***** Text extract

The polymer was found to contain double bonds in trans and cis-configuration in considerable amounts. The mechanism of polymerization has been described as shown in Figure 1.1.
Metal-catalyzed olefin metathesis had an enormous impact on organic synthesis in general. Extensive research on mechanistic aspects (3,4) and the development of catalysts has been performed, which culminated in the award of the Nobel Prize for Chemistry in 2005 to Chauvin, Grubbs and Schrock.
Figure 1.1: Metathesis Polymerization of Norbornene and Cyclopentene
Table 1.1: Monomers for Metathesis Polymerization
| Monomers | References |
| Cyclopentene | |
| 1,5-Cyclooctadiene | |
| Norbornene | (1,2) |
| 1,4-Dihydro-1,4-methanonaphthalene | |
| Norbornene 2-ethylhexyl carboxylate | (5) |
| Norbornene isobornyl carboxylate | (5) |
| Norbornene phenoxyethyl carboxylate | (5) |
| Dodecylenedinorbornene dicarboxyimide | (5) |
| exo, exo-N,N′-Propylene-di-(norbomene-5,6-dicarboxyimide | (5) |
| 8-Methyltetracyclo[4.4.0.12.8.17.10]dodeca-3-ene | (6) |
| Dicyclopentadiene | (6) |
1.1 Monomers
Cyclopentene is readily available as a byproduct in the ethylene production. Norbornene 2-ethylhexyl carboxylate is obtained by the Diels-Alder reaction of 2-ethylhexyl acrylate with cyclopentadiene (5). Norbornene isobornyl carboxylate, norbornene phenoxyethyl carboxylate, and other related monomers are synthesized according to the same route. Polymers obtained from these esters exhibit excellent properties in terms of controlling the crosslinking density, the associated product modulus, and the glass transition temperature (Tg), thus allowing tailoring the properties of elastomers, plastics and composites. Other suitable monomers are summarized in Table 1.1 and sketched in Figure 1.2.

**********

> Exercise tasks
- 1) According to the metathesis polymerization text, how is norbornene 2-ethylhexyl carboxylate obtained?
- 2) Summarize the metathesis polymerization text in two sentences.

***** Entries shown

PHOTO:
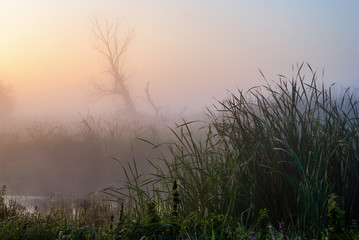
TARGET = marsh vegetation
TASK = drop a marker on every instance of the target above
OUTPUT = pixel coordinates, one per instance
(279, 161)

**********

> The replies
- 1) By the Diels-Alder reaction of 2-ethylhexyl acrylate with cyclopentadiene.

- 2) Metal-catalyzed olefin metathesis had an enormous impact on organic synthesis, and research on its mechanisms and catalysts culminated in the 2005 Nobel Prize for Chemistry for Chauvin, Grubbs and Schrock. Monomers for metathesis polymerization include cyclopentene, a byproduct of ethylene production, and norbornene esters made by the Diels-Alder reaction, whose polymers allow control of crosslinking density, modulus and glass transition temperature.